Return all the data verbatim but without images.

#####

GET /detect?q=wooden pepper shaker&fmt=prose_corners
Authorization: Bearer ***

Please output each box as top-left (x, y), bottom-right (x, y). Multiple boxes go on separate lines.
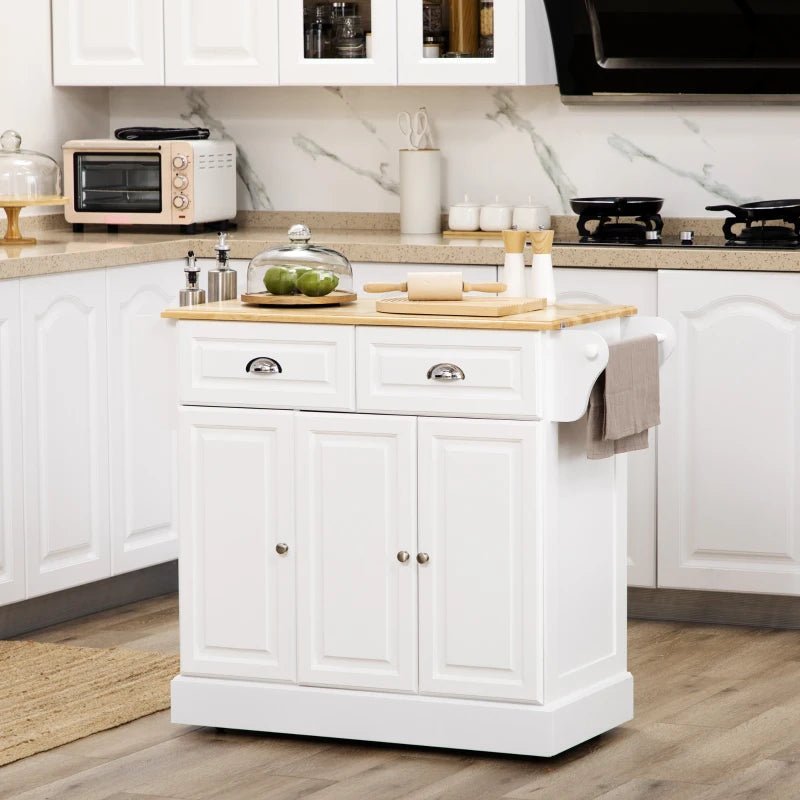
top-left (448, 0), bottom-right (479, 55)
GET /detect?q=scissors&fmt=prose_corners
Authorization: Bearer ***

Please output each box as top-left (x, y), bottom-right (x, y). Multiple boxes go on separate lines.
top-left (397, 107), bottom-right (430, 150)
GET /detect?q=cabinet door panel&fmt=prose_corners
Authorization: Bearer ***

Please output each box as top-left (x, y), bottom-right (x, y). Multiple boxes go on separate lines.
top-left (296, 412), bottom-right (417, 692)
top-left (279, 0), bottom-right (397, 85)
top-left (554, 268), bottom-right (658, 588)
top-left (107, 261), bottom-right (180, 575)
top-left (22, 271), bottom-right (110, 597)
top-left (659, 270), bottom-right (800, 594)
top-left (179, 407), bottom-right (295, 681)
top-left (0, 281), bottom-right (23, 606)
top-left (52, 0), bottom-right (164, 86)
top-left (398, 0), bottom-right (519, 85)
top-left (418, 417), bottom-right (542, 703)
top-left (164, 0), bottom-right (278, 85)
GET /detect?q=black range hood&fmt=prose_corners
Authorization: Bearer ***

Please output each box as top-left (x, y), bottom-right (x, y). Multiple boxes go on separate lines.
top-left (542, 0), bottom-right (800, 101)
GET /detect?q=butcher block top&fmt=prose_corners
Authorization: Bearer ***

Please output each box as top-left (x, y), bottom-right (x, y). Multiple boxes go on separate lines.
top-left (161, 297), bottom-right (637, 331)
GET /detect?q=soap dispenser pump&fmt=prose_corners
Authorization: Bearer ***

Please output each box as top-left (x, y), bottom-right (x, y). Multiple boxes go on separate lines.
top-left (179, 250), bottom-right (206, 306)
top-left (207, 232), bottom-right (237, 302)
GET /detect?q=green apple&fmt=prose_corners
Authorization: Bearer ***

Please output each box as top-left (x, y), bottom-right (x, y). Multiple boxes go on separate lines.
top-left (296, 269), bottom-right (340, 297)
top-left (263, 266), bottom-right (298, 295)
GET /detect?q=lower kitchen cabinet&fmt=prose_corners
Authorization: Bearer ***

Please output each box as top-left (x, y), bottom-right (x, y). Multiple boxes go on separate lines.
top-left (658, 270), bottom-right (800, 595)
top-left (0, 280), bottom-right (23, 605)
top-left (179, 407), bottom-right (296, 681)
top-left (296, 412), bottom-right (417, 693)
top-left (554, 268), bottom-right (658, 588)
top-left (107, 261), bottom-right (180, 574)
top-left (22, 270), bottom-right (111, 598)
top-left (418, 417), bottom-right (542, 703)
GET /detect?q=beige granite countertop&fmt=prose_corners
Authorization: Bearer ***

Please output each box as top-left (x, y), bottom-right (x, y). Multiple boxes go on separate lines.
top-left (162, 297), bottom-right (637, 331)
top-left (4, 212), bottom-right (800, 279)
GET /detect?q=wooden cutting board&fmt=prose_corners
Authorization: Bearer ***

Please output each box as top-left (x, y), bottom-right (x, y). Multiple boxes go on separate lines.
top-left (375, 296), bottom-right (547, 317)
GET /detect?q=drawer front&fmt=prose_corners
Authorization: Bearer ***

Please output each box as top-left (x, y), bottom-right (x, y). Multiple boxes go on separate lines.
top-left (356, 328), bottom-right (540, 418)
top-left (180, 321), bottom-right (355, 410)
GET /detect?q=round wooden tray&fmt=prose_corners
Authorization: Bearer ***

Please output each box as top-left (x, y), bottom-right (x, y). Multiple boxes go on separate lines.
top-left (240, 290), bottom-right (357, 306)
top-left (1, 196), bottom-right (68, 246)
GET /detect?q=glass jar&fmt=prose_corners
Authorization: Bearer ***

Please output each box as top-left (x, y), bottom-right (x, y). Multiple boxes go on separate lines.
top-left (0, 130), bottom-right (61, 201)
top-left (246, 225), bottom-right (353, 296)
top-left (479, 0), bottom-right (493, 36)
top-left (423, 35), bottom-right (441, 58)
top-left (423, 0), bottom-right (443, 37)
top-left (447, 0), bottom-right (478, 56)
top-left (309, 3), bottom-right (334, 58)
top-left (335, 14), bottom-right (366, 58)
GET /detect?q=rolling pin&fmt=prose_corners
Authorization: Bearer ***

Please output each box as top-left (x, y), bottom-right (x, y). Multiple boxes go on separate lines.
top-left (363, 271), bottom-right (506, 301)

#####

## Response to the task
GET /detect?q=wooden pepper shaker&fmt=prose_corners
Authorization: Bearer ***

Please output each box as top-left (x, y), bottom-right (x, y). Multiple boxes go on separate lines.
top-left (448, 0), bottom-right (479, 55)
GET /detect?q=scissors&fmt=prose_corners
Authorization: Bearer ***

Please output each box as top-left (x, y), bottom-right (x, y). Multiple boxes go on separate lines.
top-left (397, 107), bottom-right (430, 150)
GET /detect?q=cabinet door panel&fmt=prose_corners
Authorization: Bearer ***

Please output each box as top-left (x, y), bottom-right (x, y). Multiple boxes go on separate lines.
top-left (296, 412), bottom-right (417, 692)
top-left (279, 0), bottom-right (397, 85)
top-left (554, 268), bottom-right (658, 588)
top-left (107, 261), bottom-right (180, 575)
top-left (22, 271), bottom-right (110, 597)
top-left (659, 270), bottom-right (800, 594)
top-left (179, 407), bottom-right (295, 681)
top-left (0, 281), bottom-right (23, 606)
top-left (52, 0), bottom-right (164, 86)
top-left (398, 0), bottom-right (519, 85)
top-left (418, 417), bottom-right (542, 703)
top-left (164, 0), bottom-right (278, 85)
GET /detect?q=black range hood&fmt=prose_corners
Authorization: Bearer ***

Please output each box as top-left (x, y), bottom-right (x, y). Multiple boxes go on separate lines.
top-left (542, 0), bottom-right (800, 101)
GET /detect?q=butcher block top&fmt=prose_corners
Authorization: Bearer ***

Please output each box as top-left (x, y), bottom-right (x, y). Multiple boxes go on separate lines.
top-left (161, 297), bottom-right (637, 331)
GET /detect?q=soap dispenser pump&fmt=prose_corners
Authorization: Bearer ***

Please output each box as top-left (x, y), bottom-right (x, y). Multiple boxes go on separate lines.
top-left (179, 250), bottom-right (206, 306)
top-left (207, 232), bottom-right (237, 302)
GET /detect?q=green apple&fmt=prose_corners
Authorization: Bearer ***

Please output each box as top-left (x, y), bottom-right (x, y). Multiple boxes go on separate lines.
top-left (296, 269), bottom-right (340, 297)
top-left (263, 266), bottom-right (298, 295)
GET /detect?q=lower kitchen cabinet&fmt=prose_corners
Authorization: Bearer ***

Please output each box as top-left (x, y), bottom-right (x, y). Multiple boxes go on separate lines.
top-left (658, 270), bottom-right (800, 595)
top-left (0, 280), bottom-right (23, 605)
top-left (179, 407), bottom-right (296, 681)
top-left (296, 412), bottom-right (417, 693)
top-left (554, 268), bottom-right (658, 588)
top-left (107, 261), bottom-right (180, 574)
top-left (22, 270), bottom-right (111, 598)
top-left (418, 417), bottom-right (542, 703)
GET /detect?q=beige granite countertop&fmt=prose_corners
Authorization: Bearer ***

Please output each box as top-left (x, y), bottom-right (x, y). Multiple boxes go on separate lines.
top-left (162, 297), bottom-right (637, 331)
top-left (4, 212), bottom-right (800, 279)
GET /detect?q=wooden cutting board&fmt=prose_corners
Authorization: Bearer ***

Please output each box as top-left (x, y), bottom-right (x, y). Multiple boxes go on separate lines.
top-left (375, 296), bottom-right (547, 317)
GET /detect?q=drawer front&fmt=prose_corners
Authorization: Bearer ***

Please output each box as top-left (x, y), bottom-right (x, y). Multiple boxes go on separate lines.
top-left (356, 328), bottom-right (540, 418)
top-left (180, 321), bottom-right (355, 410)
GET /detect?q=round wooden tray&fmt=prose_corners
Authorization: Bearer ***

Please output each box as top-left (x, y), bottom-right (x, y). Multiple boxes go on separate lines.
top-left (240, 290), bottom-right (357, 306)
top-left (1, 196), bottom-right (68, 246)
GET /detect?q=glass jar&fmt=prose_corners
Authorization: Bearer ***

Please output each box as top-left (x, y), bottom-right (x, y). Multiple boxes go on separate lines.
top-left (0, 130), bottom-right (61, 201)
top-left (246, 225), bottom-right (353, 296)
top-left (479, 0), bottom-right (493, 36)
top-left (423, 35), bottom-right (441, 58)
top-left (423, 0), bottom-right (443, 37)
top-left (447, 0), bottom-right (478, 56)
top-left (309, 3), bottom-right (334, 58)
top-left (335, 14), bottom-right (366, 58)
GET /detect?q=rolling pin&fmt=prose_corners
Authorization: Bearer ***

Please output each box as top-left (x, y), bottom-right (x, y). Multiple boxes go on separate lines.
top-left (363, 271), bottom-right (506, 301)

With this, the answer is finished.